• [What you are asked to do]:
Please switch "pointer" to "cursor" everywhere in the material below and write the lines out again with nothing else altered.

• [Records for processing]:

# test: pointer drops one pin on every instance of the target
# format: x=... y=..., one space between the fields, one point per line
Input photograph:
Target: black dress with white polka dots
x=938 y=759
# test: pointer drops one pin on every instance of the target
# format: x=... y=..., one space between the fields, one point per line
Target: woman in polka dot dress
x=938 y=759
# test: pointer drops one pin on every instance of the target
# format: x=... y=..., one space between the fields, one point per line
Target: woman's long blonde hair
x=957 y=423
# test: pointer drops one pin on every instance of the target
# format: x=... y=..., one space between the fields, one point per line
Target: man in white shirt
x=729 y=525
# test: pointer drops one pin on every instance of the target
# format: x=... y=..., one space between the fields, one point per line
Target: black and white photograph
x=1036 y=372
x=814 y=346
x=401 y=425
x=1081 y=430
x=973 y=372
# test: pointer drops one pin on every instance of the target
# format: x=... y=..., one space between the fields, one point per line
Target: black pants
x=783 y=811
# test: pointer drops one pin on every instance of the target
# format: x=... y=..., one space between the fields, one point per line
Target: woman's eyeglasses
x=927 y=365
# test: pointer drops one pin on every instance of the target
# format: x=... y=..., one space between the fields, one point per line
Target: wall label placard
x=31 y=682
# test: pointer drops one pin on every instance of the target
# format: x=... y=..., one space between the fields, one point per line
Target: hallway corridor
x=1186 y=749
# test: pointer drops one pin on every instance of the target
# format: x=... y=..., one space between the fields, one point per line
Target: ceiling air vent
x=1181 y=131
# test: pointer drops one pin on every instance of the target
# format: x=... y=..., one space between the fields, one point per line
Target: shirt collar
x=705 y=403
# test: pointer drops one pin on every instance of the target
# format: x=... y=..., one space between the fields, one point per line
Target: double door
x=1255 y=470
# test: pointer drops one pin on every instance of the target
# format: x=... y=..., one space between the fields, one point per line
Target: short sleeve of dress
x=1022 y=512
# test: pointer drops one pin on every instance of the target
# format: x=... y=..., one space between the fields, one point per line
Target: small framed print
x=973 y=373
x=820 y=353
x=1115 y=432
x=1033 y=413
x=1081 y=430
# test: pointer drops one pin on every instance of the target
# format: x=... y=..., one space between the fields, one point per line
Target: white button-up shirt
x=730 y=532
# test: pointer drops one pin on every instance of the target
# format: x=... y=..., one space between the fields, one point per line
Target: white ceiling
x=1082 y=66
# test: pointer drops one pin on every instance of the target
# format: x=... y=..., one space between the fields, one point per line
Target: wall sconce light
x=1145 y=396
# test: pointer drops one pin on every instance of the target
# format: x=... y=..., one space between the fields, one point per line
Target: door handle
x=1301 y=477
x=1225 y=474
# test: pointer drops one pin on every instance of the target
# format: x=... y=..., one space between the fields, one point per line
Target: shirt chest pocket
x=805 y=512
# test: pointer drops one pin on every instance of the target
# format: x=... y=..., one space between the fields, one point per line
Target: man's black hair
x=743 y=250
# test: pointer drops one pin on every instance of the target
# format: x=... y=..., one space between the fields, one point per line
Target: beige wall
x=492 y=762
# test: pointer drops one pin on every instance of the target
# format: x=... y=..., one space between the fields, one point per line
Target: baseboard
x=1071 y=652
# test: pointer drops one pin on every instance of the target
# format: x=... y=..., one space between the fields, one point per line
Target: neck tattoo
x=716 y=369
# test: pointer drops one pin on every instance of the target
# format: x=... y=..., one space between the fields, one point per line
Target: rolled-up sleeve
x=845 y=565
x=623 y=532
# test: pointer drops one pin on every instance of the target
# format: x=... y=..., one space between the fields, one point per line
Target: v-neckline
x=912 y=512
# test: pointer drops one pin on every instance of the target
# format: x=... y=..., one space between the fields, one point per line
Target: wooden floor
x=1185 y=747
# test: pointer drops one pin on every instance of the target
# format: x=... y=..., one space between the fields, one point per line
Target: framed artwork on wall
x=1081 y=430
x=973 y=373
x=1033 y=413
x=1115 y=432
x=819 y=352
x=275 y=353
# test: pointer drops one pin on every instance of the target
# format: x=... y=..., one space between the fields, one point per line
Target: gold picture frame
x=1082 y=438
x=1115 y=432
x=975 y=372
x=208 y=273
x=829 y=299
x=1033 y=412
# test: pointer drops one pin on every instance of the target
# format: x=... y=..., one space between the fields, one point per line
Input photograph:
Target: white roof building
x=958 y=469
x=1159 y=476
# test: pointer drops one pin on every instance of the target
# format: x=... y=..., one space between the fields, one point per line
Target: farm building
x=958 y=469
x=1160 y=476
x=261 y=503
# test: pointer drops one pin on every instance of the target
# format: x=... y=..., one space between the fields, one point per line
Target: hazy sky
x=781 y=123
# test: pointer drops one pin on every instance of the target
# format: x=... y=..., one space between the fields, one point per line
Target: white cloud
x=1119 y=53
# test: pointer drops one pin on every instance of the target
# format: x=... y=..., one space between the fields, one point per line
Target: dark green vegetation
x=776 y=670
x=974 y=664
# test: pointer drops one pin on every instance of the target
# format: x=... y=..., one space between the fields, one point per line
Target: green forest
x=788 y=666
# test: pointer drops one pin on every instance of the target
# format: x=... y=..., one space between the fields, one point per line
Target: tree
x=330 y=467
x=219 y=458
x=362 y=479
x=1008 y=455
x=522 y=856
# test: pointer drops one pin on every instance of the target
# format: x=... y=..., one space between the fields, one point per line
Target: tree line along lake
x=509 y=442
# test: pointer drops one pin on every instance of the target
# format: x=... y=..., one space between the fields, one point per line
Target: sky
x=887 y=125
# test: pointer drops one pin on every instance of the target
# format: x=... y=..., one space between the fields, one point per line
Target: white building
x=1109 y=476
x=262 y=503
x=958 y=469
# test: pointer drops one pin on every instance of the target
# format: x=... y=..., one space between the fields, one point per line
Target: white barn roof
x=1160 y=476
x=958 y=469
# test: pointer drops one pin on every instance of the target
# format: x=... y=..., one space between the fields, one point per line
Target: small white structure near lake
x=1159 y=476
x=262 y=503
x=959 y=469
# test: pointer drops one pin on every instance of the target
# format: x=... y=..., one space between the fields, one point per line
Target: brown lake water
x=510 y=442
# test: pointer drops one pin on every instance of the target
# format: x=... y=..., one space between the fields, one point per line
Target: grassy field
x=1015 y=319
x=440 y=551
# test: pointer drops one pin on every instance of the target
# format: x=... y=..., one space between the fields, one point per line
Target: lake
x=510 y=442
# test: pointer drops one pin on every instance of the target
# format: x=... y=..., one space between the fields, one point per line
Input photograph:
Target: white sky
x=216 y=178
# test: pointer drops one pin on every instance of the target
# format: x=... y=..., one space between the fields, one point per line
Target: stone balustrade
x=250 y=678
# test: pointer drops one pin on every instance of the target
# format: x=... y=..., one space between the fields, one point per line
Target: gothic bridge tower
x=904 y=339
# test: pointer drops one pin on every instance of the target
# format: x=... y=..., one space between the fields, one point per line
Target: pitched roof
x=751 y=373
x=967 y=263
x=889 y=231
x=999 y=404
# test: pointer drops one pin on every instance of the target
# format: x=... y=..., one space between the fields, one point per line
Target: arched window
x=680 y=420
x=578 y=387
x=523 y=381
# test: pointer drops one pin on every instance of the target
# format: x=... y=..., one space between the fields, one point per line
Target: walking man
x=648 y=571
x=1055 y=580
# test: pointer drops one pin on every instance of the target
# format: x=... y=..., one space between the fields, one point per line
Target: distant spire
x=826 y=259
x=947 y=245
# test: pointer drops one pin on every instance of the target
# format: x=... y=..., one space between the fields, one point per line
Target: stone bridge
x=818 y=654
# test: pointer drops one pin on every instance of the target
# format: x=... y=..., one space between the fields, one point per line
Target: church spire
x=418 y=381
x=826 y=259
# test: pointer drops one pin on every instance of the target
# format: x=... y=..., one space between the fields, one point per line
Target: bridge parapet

• [Right answer]:
# test: cursor drops one pin on every instance of the target
# format: x=... y=..., one space between the fields, one point per line
Input photograph:
Target: black dress with white polka dots
x=938 y=759
# test: cursor drops one pin on every instance of the target
# format: x=... y=..., one space between the fields, one point per line
Target: woman in polka dot dress
x=938 y=759
# test: cursor drops one pin on every instance of the target
# format: x=... y=..., one space between the fields, one point per line
Target: woman's long blonde hair
x=957 y=423
# test: cursor drops one pin on every instance of the target
# format: x=... y=..., one space between the fields, one point per line
Target: man in white shirt
x=729 y=525
# test: cursor drops one pin on every instance of the target
# format: x=... y=..., one space between the fields, one point per line
Target: black and white photograph
x=1036 y=372
x=814 y=346
x=401 y=425
x=1081 y=430
x=973 y=372
# test: cursor drops one pin on every instance of the target
# format: x=... y=..., one space between the fields, one point per line
Target: black pants
x=783 y=811
# test: cursor drops one pin on every instance of the target
# format: x=... y=..., one space between the fields, one point per line
Target: woman's eyeglasses
x=927 y=365
# test: cursor drops one pin on every instance of the target
# format: x=... y=..., one space between the fields, one point per line
Target: wall label placard
x=31 y=682
# test: cursor drops one pin on every instance of the target
# format: x=... y=..., one space between the fields, one point per line
Target: hallway corridor
x=1186 y=749
# test: cursor drops one pin on every instance of the target
# format: x=... y=..., one space between the fields, one point per line
Target: ceiling air vent
x=1181 y=131
# test: cursor drops one pin on every instance of the target
# format: x=... y=..., one space between the fields, one point per line
Target: shirt collar
x=705 y=403
# test: cursor drops one pin on every instance of the target
# format: x=... y=..., one space between the fields, one point per line
Target: double door
x=1255 y=470
# test: cursor drops one pin on every instance of the target
# format: x=... y=..., one space between the fields, one point per line
Target: short sleeve of dress
x=1022 y=512
# test: cursor drops one pin on every instance of the target
# format: x=... y=..., one space between the fields, one point per line
Target: small framed print
x=973 y=373
x=820 y=353
x=1115 y=432
x=1033 y=413
x=1081 y=430
# test: cursor drops one pin on every instance of the target
# format: x=... y=..., one space between the fields, one point per line
Target: white button-up shirt
x=730 y=532
# test: cursor drops one pin on every instance of the target
# format: x=... y=..., one space between the fields, one point per line
Target: white ceiling
x=1082 y=66
# test: cursor drops one pin on every instance of the target
# format: x=... y=..., one space between the fields, one point per line
Target: wall sconce light
x=1145 y=396
# test: cursor drops one pin on every instance of the target
# format: x=... y=..., one space between the fields, one point per line
Target: door handle
x=1301 y=477
x=1225 y=474
# test: cursor drops one pin on every instance of the target
# format: x=... y=..., one space between the fields, one point per line
Target: shirt chest pocket
x=805 y=512
# test: cursor drops one pin on every instance of the target
# format: x=... y=..., one space between the fields, one point per line
Target: man's black hair
x=743 y=250
# test: cursor drops one pin on every instance of the target
# format: x=... y=..., one space between the fields, one point per line
Target: beige wall
x=492 y=762
# test: cursor drops one pin on every instance of the target
# format: x=... y=..., one space between the fields, one point per line
Target: baseboard
x=1071 y=652
# test: cursor drops one pin on every instance of the target
# format: x=... y=..., one space between the fields, one point per line
Target: neck tattoo
x=716 y=369
# test: cursor drops one pin on every instance of the target
# format: x=... y=..., one space between the fields, one point per line
Target: rolled-up sleeve
x=845 y=565
x=623 y=532
# test: cursor drops one pin on every instance of the target
# format: x=... y=..., one space between the fields, one point per line
Target: v-neckline
x=912 y=512
# test: cursor drops one pin on every instance of the target
# format: x=... y=..., one space between the fields, one point per line
Target: wooden floor
x=1185 y=747
# test: cursor drops one pin on every instance of the target
# format: x=... y=..., one space between the fields, one point per line
Target: framed artwork on wall
x=1081 y=430
x=973 y=373
x=1033 y=413
x=1115 y=432
x=819 y=352
x=275 y=353
# test: cursor drops one pin on every instance of the target
# format: x=... y=..., one space between the fields, one point per line
Target: gold picture frame
x=1082 y=438
x=1115 y=432
x=975 y=372
x=208 y=273
x=829 y=299
x=1033 y=412
# test: cursor drops one pin on every instance of the target
# format: x=... y=..., one space between the fields, one point per line
Input photograph:
Target: white roof building
x=958 y=469
x=1159 y=476
# test: cursor drops one pin on every instance of the target
# format: x=... y=..., one space between the fields, one point per line
Target: farm building
x=958 y=469
x=1160 y=476
x=261 y=503
# test: cursor drops one pin on every instance of the target
# format: x=... y=..., one space between the fields, one point per line
Target: hazy sky
x=781 y=123
# test: cursor drops one pin on every instance of the target
# format: x=... y=..., one space between the fields, one point per line
Target: white cloud
x=1119 y=53
# test: cursor drops one pin on every instance of the target
# format: x=... y=..., one space between the fields, one point per line
Target: dark green vegetation
x=776 y=670
x=974 y=664
# test: cursor drops one pin on every instance of the target
# format: x=... y=..., one space between the fields, one point per line
Target: green forest
x=788 y=666
# test: cursor drops one pin on every instance of the target
# format: x=... y=..., one space between the fields, one point per line
Target: tree
x=330 y=467
x=219 y=458
x=362 y=479
x=1008 y=455
x=522 y=856
# test: cursor drops one pin on every instance of the target
# format: x=... y=..., one space between the fields, one point per line
Target: tree line along lake
x=509 y=442
# test: cursor drops one pin on every instance of the target
# format: x=... y=..., one space between the fields, one point per line
Target: sky
x=887 y=125
# test: cursor drops one pin on every instance of the target
# format: x=... y=..., one space between the fields, one point per line
Target: white building
x=1109 y=476
x=262 y=503
x=958 y=469
# test: cursor drops one pin on every instance of the target
# format: x=... y=..., one space between the fields, one point per line
Target: white barn roof
x=1160 y=476
x=958 y=469
# test: cursor drops one pin on every instance of the target
# format: x=... y=..., one space between the fields, one point per line
Target: small white structure near lake
x=1159 y=476
x=262 y=503
x=959 y=469
# test: cursor drops one pin on every instance of the target
# format: x=... y=..., one space between the fields, one point per line
Target: brown lake water
x=510 y=442
# test: cursor drops one pin on every instance of the target
# format: x=... y=..., one space between the fields, one point per line
Target: grassy field
x=1015 y=319
x=440 y=551
# test: cursor drops one pin on every instance of the target
# format: x=... y=..., one space between the fields, one point per line
Target: lake
x=510 y=442
# test: cursor drops one pin on every instance of the target
# format: x=... y=..., one space between the fields, one point per line
Input photograph:
Target: white sky
x=216 y=178
# test: cursor drops one pin on every instance of the target
# format: x=... y=..., one space between the fields, one point per line
Target: stone balustrade
x=250 y=678
# test: cursor drops one pin on every instance of the target
# format: x=... y=..., one space between the fields, one point per line
Target: gothic bridge tower
x=904 y=339
# test: cursor drops one pin on every instance of the target
# format: x=... y=..., one space between the fields, one point per line
Target: pitched roof
x=751 y=373
x=967 y=263
x=889 y=231
x=999 y=404
# test: cursor drops one pin on every instance of the target
# format: x=... y=..., one space between the fields, one point per line
Target: arched window
x=680 y=420
x=578 y=387
x=523 y=381
# test: cursor drops one pin on every instance of the target
# format: x=... y=..., one space between the fields, one point per line
Target: walking man
x=648 y=571
x=1055 y=580
# test: cursor drops one pin on every instance of the target
# format: x=... y=..., one space between the fields, one point per line
Target: distant spire
x=826 y=259
x=947 y=245
# test: cursor drops one pin on every instance of the target
# format: x=... y=..., one space between the fields, one point per line
Target: stone bridge
x=818 y=654
# test: cursor drops one pin on every instance of the target
# format: x=... y=..., one space between the fields, one point per line
Target: church spire
x=418 y=381
x=826 y=259
# test: cursor drops one pin on every instance of the target
# format: x=... y=..., one space between the fields, one point per line
Target: bridge parapet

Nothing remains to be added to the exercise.